## Obiettivo dell'esercizio
Riporta integralmente l'estratto sulla vita e sulla morte, senza cambiare nulla.

Non ti hanno chiesto niente.
Non un parere, non un consenso, non una firma.
Hai aperto gli occhi, hai gridato, e loro hanno detto: “è vivo”.
Col cazzo.
La verità è che eri già morto.
Appena nato.
Sapevano già tutto di te: il nome, il cognome, il codice fiscale, il vaccino obbligatorio, la scuola pubblica, il contratto a tempo, la bolletta della luce, la badante che ti cambierà i pannoloni.
Altro che “sei vivo”.
Sei un conto alla rovescia col cordone ombelicale.
—
Ti dicono che devi vivere al massimo.
Ti fanno vedere le pubblicità con la gente che sorride mangiando yogurt probiotico e salta da una montagna all’altra.
Poi ti danno un mutuo a 35 anni e ti spediscono in ufficio a morire a rate.
Ma intanto ti vendono il veleno nel pacchetto da 20, il cibo nella plastica e la felicità a rate con la carta revolving.
—
La verità, amico mio, è che la morte non arriva alla fine.
È lì, seduta accanto a te, da quando hai messo piede qui.
Ti accarezza la testa ogni volta che sbagli strada, ti sussurra all’orecchio quando stai per dire la cosa giusta ma ti mordi la lingua.
Ti aspetta, certo. Ma intanto ti accompagna. È la tua ragazza fissa.
Quella che non ti lascia mai.
—
Sai cos’è la vita?
È un’intervista senza domande.
Un gioco truccato.
Un campo minato dove ti dicono che puoi correre libero, ma ti fanno saltare appena metti il piede fuori dalla linea.
E allora che si fa?
Si vive lo stesso.
Ma con le palle.
Con le lacrime.
Con le bestemmie.
Con l’amore.
Con l’istinto.
Con la rabbia.
Con la voglia di sputare in faccia al sistema ogni volta che ti dice “abbassa la voce”.
Perché se sei già morto, tanto vale essere indimenticabile.

## Insieme di dati

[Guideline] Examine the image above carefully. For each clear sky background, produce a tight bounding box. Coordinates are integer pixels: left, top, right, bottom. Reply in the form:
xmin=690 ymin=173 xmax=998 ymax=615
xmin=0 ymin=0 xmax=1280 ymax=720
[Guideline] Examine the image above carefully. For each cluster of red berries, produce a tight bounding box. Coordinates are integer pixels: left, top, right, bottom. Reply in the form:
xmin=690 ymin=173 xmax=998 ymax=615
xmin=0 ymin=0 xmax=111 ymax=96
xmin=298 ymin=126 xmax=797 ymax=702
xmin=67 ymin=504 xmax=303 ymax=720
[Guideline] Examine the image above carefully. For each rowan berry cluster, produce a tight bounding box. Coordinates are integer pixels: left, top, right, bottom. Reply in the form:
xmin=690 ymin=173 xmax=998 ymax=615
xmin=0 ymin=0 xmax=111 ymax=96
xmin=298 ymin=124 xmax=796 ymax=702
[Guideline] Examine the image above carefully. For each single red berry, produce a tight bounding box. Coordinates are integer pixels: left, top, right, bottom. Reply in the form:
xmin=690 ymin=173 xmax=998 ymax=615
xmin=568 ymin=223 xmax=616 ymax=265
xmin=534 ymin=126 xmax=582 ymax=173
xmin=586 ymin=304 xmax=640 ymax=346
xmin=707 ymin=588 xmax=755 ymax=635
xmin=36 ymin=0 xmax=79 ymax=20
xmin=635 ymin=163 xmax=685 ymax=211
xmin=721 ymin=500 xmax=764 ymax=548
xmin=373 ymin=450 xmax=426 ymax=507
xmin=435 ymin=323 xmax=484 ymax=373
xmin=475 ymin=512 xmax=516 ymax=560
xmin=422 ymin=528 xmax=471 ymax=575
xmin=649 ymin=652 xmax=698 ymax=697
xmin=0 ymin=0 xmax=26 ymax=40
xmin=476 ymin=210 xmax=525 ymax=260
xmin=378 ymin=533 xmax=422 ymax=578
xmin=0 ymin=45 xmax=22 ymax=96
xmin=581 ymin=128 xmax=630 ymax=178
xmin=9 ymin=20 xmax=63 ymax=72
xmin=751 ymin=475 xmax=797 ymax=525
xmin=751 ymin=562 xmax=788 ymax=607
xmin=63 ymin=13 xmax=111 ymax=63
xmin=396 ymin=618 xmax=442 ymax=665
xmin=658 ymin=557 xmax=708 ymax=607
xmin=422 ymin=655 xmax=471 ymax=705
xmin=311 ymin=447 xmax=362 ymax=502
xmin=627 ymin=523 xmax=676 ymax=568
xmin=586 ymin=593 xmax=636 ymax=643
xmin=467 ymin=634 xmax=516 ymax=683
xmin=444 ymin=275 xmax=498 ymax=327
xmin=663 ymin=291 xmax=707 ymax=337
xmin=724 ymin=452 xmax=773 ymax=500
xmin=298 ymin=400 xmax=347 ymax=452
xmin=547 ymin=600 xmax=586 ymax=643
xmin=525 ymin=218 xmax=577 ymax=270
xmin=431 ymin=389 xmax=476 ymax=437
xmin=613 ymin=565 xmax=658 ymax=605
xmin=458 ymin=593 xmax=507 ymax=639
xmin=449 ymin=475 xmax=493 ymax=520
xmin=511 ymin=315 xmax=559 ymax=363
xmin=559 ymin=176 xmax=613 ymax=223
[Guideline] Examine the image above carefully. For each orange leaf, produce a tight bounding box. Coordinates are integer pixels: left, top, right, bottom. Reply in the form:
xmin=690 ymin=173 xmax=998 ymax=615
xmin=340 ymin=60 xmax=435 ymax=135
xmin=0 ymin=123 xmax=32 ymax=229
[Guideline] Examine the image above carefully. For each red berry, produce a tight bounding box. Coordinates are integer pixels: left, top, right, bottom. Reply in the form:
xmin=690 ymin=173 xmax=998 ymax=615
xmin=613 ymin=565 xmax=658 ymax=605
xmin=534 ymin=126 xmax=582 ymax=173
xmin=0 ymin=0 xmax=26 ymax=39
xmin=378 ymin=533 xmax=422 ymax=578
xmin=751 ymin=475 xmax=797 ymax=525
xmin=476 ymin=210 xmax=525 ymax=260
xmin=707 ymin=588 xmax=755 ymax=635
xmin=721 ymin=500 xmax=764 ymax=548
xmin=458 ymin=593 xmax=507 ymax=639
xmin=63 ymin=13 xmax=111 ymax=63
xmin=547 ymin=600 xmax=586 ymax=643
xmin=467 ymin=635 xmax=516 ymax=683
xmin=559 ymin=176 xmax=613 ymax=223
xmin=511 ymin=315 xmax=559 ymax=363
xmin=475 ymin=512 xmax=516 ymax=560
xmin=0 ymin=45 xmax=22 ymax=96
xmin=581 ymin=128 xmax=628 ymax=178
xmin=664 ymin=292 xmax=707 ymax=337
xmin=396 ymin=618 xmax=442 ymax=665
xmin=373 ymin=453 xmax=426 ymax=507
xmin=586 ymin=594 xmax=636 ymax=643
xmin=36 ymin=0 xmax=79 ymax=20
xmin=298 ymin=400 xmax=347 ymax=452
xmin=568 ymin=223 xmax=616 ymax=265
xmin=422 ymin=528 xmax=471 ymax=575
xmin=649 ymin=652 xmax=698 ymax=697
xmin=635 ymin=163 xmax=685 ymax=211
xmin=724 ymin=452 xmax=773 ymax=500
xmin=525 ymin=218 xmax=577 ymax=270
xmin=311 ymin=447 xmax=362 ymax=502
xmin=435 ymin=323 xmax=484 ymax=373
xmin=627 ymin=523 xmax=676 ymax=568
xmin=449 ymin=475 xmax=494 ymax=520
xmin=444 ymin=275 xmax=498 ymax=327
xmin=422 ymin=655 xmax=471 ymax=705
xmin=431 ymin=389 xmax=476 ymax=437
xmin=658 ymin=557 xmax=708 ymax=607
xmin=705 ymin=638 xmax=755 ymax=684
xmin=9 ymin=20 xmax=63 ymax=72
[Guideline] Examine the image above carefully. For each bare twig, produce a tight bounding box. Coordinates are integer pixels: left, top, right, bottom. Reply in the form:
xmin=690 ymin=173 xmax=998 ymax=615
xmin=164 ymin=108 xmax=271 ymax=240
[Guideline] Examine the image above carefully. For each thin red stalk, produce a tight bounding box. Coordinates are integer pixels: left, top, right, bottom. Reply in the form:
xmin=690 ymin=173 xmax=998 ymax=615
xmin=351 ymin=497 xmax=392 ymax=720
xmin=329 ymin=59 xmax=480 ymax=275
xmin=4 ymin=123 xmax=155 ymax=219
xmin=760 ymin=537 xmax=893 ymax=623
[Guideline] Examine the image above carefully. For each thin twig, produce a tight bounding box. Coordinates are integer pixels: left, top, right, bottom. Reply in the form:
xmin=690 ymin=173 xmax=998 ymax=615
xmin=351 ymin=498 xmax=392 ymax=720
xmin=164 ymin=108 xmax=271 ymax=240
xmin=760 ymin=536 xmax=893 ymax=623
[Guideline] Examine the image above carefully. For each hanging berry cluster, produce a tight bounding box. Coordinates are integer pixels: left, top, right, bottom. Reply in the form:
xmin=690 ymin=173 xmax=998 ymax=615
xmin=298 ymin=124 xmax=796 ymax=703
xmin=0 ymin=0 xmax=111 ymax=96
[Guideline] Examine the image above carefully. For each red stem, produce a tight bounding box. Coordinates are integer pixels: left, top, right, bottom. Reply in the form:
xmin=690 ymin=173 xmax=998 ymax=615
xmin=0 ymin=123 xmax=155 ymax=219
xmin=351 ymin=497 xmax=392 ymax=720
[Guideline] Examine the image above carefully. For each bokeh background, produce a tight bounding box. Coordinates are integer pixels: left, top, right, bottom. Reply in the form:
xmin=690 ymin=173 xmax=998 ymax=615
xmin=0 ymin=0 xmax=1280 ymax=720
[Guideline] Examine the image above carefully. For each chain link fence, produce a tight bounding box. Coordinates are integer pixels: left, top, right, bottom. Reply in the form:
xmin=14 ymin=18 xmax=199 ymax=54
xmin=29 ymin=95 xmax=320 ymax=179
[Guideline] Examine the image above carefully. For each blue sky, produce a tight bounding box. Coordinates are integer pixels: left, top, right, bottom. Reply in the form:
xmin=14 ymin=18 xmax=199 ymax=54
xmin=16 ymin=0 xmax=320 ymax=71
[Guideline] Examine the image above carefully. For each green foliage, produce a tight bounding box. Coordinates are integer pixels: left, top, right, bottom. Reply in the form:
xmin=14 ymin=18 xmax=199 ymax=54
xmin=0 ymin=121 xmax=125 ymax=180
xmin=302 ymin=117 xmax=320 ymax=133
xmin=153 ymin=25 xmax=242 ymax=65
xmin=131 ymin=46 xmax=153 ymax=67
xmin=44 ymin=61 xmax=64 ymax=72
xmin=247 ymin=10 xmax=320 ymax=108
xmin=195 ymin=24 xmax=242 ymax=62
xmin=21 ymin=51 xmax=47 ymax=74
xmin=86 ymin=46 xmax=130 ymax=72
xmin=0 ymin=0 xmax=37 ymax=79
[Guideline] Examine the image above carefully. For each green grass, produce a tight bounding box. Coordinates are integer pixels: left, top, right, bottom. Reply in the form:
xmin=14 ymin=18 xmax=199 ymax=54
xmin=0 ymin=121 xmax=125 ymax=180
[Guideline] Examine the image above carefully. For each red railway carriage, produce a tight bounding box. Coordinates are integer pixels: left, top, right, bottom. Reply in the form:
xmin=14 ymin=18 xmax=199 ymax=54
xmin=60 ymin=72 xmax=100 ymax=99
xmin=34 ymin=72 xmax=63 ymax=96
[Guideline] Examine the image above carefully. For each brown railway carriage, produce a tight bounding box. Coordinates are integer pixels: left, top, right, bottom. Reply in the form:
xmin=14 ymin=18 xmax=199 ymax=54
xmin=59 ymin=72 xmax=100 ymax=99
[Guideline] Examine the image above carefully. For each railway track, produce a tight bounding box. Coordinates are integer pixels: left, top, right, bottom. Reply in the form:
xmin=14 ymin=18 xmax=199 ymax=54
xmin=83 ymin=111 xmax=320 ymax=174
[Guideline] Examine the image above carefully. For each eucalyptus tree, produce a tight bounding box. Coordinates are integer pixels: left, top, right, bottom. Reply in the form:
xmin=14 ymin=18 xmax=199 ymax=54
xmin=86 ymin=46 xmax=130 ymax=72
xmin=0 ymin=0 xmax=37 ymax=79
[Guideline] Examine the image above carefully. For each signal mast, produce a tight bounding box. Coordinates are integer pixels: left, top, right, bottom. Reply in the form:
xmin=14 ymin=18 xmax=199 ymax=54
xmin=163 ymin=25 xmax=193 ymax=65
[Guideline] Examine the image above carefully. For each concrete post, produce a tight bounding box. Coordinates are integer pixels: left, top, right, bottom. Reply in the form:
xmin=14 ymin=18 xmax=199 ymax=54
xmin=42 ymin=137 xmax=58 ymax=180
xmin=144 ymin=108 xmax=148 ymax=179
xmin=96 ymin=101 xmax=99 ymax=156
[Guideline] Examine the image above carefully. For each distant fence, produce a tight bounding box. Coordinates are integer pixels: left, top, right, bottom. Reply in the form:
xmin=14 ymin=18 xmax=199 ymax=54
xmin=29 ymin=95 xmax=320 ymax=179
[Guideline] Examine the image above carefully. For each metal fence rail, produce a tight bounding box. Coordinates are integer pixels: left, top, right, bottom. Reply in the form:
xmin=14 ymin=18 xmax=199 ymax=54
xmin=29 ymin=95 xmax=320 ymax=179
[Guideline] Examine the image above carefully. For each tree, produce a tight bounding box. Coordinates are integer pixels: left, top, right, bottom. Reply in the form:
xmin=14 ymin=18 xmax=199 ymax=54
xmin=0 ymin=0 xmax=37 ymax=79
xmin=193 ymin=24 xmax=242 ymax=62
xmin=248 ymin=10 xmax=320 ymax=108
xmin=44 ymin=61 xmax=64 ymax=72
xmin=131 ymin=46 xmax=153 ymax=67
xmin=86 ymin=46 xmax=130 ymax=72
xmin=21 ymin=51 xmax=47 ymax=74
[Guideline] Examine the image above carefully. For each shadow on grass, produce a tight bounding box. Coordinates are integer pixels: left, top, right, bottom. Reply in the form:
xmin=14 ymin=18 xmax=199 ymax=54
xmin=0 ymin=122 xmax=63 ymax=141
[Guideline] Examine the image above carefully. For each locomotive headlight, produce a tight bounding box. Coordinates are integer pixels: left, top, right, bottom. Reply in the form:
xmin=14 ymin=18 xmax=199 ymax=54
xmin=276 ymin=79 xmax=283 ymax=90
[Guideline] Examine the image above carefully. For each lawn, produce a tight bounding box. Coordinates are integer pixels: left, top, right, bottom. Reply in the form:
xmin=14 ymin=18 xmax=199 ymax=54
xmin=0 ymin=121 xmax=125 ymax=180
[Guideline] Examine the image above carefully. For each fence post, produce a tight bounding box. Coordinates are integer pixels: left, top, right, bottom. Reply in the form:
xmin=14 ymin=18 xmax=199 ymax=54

## Spazio risposta
Non ti hanno chiesto niente.
Non un parere, non un consenso, non una firma.
Hai aperto gli occhi, hai gridato, e loro hanno detto: “è vivo”.
Col cazzo.
La verità è che eri già morto.
Appena nato.
Sapevano già tutto di te: il nome, il cognome, il codice fiscale, il vaccino obbligatorio, la scuola pubblica, il contratto a tempo, la bolletta della luce, la badante che ti cambierà i pannoloni.
Altro che “sei vivo”.
Sei un conto alla rovescia col cordone ombelicale.
—
Ti dicono che devi vivere al massimo.
Ti fanno vedere le pubblicità con la gente che sorride mangiando yogurt probiotico e salta da una montagna all’altra.
Poi ti danno un mutuo a 35 anni e ti spediscono in ufficio a morire a rate.
Ma intanto ti vendono il veleno nel pacchetto da 20, il cibo nella plastica e la felicità a rate con la carta revolving.
—
La verità, amico mio, è che la morte non arriva alla fine.
È lì, seduta accanto a te, da quando hai messo piede qui.
Ti accarezza la testa ogni volta che sbagli strada, ti sussurra all’orecchio quando stai per dire la cosa giusta ma ti mordi la lingua.
Ti aspetta, certo. Ma intanto ti accompagna. È la tua ragazza fissa.
Quella che non ti lascia mai.
—
Sai cos’è la vita?
È un’intervista senza domande.
Un gioco truccato.
Un campo minato dove ti dicono che puoi correre libero, ma ti fanno saltare appena metti il piede fuori dalla linea.
E allora che si fa?
Si vive lo stesso.
Ma con le palle.
Con le lacrime.
Con le bestemmie.
Con l’amore.
Con l’istinto.
Con la rabbia.
Con la voglia di sputare in faccia al sistema ogni volta che ti dice “abbassa la voce”.
Perché se sei già morto, tanto vale essere indimenticabile.